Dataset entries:
☆ ☆ ☆ ☆ ☆ ☆ ☆

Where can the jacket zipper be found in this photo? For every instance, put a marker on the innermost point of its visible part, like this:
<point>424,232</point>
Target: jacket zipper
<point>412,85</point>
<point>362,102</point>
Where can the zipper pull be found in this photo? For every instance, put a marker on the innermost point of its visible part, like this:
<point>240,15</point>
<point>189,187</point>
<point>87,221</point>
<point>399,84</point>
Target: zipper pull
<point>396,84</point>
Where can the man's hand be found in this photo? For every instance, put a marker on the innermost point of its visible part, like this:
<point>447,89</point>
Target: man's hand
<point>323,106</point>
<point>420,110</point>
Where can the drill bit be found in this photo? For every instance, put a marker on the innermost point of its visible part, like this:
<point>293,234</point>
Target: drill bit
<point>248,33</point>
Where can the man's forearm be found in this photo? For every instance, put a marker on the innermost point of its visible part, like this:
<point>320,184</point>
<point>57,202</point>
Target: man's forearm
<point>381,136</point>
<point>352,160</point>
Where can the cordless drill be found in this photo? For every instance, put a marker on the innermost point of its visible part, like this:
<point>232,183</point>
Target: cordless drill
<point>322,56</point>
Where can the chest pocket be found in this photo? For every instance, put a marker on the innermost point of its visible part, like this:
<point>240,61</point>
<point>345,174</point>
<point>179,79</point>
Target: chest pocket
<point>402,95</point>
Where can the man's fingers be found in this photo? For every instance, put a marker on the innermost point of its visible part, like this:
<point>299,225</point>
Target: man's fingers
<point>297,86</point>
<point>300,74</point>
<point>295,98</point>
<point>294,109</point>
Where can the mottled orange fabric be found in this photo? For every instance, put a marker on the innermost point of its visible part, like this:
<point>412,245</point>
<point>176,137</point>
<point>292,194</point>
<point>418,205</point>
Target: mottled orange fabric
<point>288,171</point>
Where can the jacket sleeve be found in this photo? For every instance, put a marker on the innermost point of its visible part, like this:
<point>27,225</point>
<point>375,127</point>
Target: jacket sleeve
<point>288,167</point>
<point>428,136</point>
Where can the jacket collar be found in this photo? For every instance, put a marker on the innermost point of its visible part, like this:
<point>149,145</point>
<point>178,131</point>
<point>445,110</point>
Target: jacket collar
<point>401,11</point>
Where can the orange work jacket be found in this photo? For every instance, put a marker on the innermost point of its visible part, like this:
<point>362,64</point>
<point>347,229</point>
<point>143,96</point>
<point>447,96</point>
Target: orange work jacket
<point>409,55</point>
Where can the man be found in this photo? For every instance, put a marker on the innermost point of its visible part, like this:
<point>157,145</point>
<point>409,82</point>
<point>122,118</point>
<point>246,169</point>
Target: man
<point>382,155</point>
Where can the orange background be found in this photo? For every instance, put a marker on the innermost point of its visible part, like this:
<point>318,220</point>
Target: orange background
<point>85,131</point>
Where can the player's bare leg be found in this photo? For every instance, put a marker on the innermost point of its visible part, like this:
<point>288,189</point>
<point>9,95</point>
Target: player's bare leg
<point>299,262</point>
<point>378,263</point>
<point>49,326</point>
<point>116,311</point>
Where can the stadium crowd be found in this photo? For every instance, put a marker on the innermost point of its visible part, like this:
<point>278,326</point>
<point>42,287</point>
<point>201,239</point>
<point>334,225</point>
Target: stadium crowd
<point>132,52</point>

☆ ☆ ☆ ☆ ☆ ☆ ☆

Your task is to retype the entries verbatim, starting with the line that holds "<point>299,225</point>" and stopping after the line that holds "<point>27,225</point>".

<point>299,225</point>
Target: man's fingers
<point>297,86</point>
<point>300,74</point>
<point>295,98</point>
<point>294,109</point>
Where can the mottled orange fabric be found in this photo? For every instance, put a marker on the innermost point of its visible part, like this:
<point>412,245</point>
<point>176,137</point>
<point>292,194</point>
<point>418,205</point>
Target: mottled orange fabric
<point>288,171</point>
Where can the jacket sleeve be found in this photo? For every instance, put a marker on the innermost point of its visible part, like this:
<point>27,225</point>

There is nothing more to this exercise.